"""
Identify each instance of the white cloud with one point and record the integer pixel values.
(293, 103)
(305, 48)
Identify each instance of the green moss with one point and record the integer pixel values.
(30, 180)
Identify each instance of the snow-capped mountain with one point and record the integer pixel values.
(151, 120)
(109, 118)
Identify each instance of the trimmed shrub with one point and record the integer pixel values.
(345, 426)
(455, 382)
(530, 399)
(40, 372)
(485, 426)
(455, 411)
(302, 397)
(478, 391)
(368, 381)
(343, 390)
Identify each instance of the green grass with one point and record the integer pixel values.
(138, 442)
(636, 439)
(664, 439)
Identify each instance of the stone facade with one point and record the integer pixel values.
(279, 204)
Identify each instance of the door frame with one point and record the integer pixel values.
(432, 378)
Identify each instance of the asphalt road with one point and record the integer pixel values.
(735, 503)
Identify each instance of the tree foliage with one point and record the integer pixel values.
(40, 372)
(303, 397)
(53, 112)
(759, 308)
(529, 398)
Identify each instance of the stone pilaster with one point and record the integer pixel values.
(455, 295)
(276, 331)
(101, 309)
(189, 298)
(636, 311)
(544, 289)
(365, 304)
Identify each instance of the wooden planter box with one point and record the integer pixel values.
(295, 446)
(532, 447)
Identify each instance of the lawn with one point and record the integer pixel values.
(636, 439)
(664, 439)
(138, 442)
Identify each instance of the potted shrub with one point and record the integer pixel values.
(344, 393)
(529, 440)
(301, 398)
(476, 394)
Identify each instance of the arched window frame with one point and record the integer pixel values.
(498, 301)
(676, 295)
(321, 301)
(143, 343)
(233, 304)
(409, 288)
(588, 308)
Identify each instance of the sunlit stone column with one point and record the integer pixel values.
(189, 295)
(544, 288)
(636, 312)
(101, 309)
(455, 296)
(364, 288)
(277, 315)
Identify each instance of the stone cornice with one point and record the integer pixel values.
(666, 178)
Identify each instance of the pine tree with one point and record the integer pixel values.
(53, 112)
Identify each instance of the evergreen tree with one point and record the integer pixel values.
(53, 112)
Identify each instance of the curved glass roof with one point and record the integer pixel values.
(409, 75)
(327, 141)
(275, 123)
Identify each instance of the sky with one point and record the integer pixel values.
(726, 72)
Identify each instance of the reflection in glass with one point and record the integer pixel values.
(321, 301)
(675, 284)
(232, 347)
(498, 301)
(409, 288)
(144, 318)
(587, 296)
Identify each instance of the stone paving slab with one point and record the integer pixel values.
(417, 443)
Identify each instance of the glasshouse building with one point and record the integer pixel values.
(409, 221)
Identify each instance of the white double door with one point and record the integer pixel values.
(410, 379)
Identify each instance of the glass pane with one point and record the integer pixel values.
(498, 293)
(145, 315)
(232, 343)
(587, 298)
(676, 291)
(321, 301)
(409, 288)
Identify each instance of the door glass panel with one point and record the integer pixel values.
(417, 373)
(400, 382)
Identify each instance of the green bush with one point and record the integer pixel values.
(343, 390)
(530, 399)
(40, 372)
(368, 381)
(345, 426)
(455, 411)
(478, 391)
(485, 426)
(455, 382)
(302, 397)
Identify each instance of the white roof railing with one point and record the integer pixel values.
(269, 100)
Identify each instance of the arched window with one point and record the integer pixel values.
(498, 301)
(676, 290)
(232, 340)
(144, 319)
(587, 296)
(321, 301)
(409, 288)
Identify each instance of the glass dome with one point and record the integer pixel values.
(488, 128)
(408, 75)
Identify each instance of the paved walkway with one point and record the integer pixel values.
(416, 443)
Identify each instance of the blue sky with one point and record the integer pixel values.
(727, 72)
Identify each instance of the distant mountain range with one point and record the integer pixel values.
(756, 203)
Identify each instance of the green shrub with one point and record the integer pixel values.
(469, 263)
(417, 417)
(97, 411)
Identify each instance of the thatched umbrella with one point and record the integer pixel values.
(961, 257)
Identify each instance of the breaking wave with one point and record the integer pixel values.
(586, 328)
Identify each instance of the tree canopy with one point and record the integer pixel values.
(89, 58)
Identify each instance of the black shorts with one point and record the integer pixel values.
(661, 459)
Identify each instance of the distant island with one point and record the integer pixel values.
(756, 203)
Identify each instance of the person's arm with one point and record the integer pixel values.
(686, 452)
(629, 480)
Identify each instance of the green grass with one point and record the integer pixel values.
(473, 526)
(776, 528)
"""
Exercise details —
So that nothing is lost, restate all the material word for word.

Output of the exercise —
Identify each instance of the white cloud with one point and record the integer pixel values.
(293, 103)
(305, 48)
Identify each instance of the green moss with one point and record the integer pixel values.
(30, 180)
Identify each instance of the snow-capped mountain with one point and record the integer pixel values.
(151, 120)
(109, 118)
Identify each instance of the trimmed shrub with one point and record the integer pixel values.
(345, 426)
(455, 382)
(530, 399)
(40, 372)
(485, 426)
(455, 411)
(302, 397)
(478, 391)
(368, 381)
(343, 390)
Identify each instance of the green grass with one point and record the integer pixel values.
(138, 442)
(636, 439)
(664, 439)
Identify each instance of the stone facade with one point and record the integer pixel values.
(279, 204)
Identify each instance of the door frame with one point and record the integer pixel values.
(432, 378)
Identify each instance of the asphalt road with one point and record the integer pixel values.
(735, 503)
Identify each instance of the tree foliage with one point and record the integer pixel values.
(40, 372)
(303, 397)
(53, 112)
(759, 308)
(529, 398)
Identify each instance of the stone pilaster with one point and record the integer pixel values.
(455, 295)
(276, 331)
(101, 309)
(189, 298)
(636, 311)
(544, 289)
(365, 304)
Identify each instance of the wooden planter box with one point and record the integer pixel values.
(295, 446)
(532, 447)
Identify each instance of the lawn with one point and record the integer pixel values.
(636, 439)
(664, 439)
(138, 442)
Identify each instance of the potted shrub with one point and record the integer pixel values.
(344, 393)
(529, 440)
(301, 398)
(476, 394)
Identify each instance of the arched window frame with one point and record the integer pixel values.
(498, 301)
(676, 295)
(321, 301)
(143, 343)
(233, 304)
(409, 288)
(588, 308)
Identify each instance of the sunlit stone column with one point and record the integer pixel values.
(189, 295)
(544, 288)
(636, 312)
(101, 309)
(455, 296)
(364, 288)
(277, 315)
Identify each instance of the stone cornice with one point and record the integer pixel values.
(666, 178)
Identify each instance of the pine tree with one point and record the integer pixel values.
(53, 112)
Identify each instance of the evergreen tree with one point and record the integer pixel values.
(53, 112)
Identify each instance of the curved glass roof with one point and record the integer pixel values.
(409, 75)
(327, 141)
(275, 123)
Identify each instance of the sky with one point and record the integer pixel values.
(726, 72)
Identify each instance of the reflection in glass with one point and record the integer pixel values.
(321, 301)
(675, 284)
(232, 347)
(498, 301)
(409, 288)
(144, 318)
(587, 296)
Identify each instance of the stone paving slab with one point and record the integer pixel values.
(417, 443)
Identify each instance of the glasshouse building with one point and record the integer pixel values.
(409, 221)
Identify each instance of the white double door with one point and record the integer pixel values.
(410, 379)
Identify each instance of the glass pane with one point and record the integer pixel values.
(498, 293)
(145, 315)
(232, 343)
(587, 298)
(676, 291)
(321, 301)
(409, 288)
Identify each instance of the door glass panel with one point and record the integer pixel values.
(417, 373)
(400, 382)
Identify each instance of the green bush with one point and record the integer pixel values.
(343, 390)
(530, 399)
(40, 372)
(368, 381)
(345, 426)
(455, 411)
(478, 391)
(485, 426)
(455, 382)
(302, 397)
Identify each instance of the white roof railing with one point and record the integer pixel values.
(269, 100)
Identify each instance of the arched window with one point and record the integer pixel values.
(498, 301)
(676, 290)
(232, 340)
(144, 319)
(587, 296)
(321, 301)
(409, 288)
Identify each instance of the glass dome with one point and record the integer pixel values.
(488, 128)
(408, 75)
Identify each instance of the paved walkway with one point and record the integer pixel values.
(416, 443)
Identify each instance of the blue sky with one point and record the integer pixel values.
(727, 72)
Identify each instance of the distant mountain range with one point and record the integer pixel values.
(756, 203)
Identify each instance of the green shrub with one point and record the integer pixel values.
(469, 263)
(417, 417)
(97, 411)
Identify each instance of the thatched umbrella with one point and record the integer pixel values.
(961, 257)
Identify each instance of the breaking wave with one point and record the integer pixel values.
(586, 328)
Identify each instance of the tree canopy with one point and record the integer pixel values.
(89, 58)
Identify each instance of the black shorts with one point and record the integer pixel values.
(661, 459)
Identify each instance of the distant island with one point and record the integer pixel values.
(756, 203)
Identify each instance of the person's arm with one point and record the integer pixel values.
(686, 452)
(629, 480)
Identify each instance of the green grass with one point and record the integer pixel values.
(473, 526)
(776, 528)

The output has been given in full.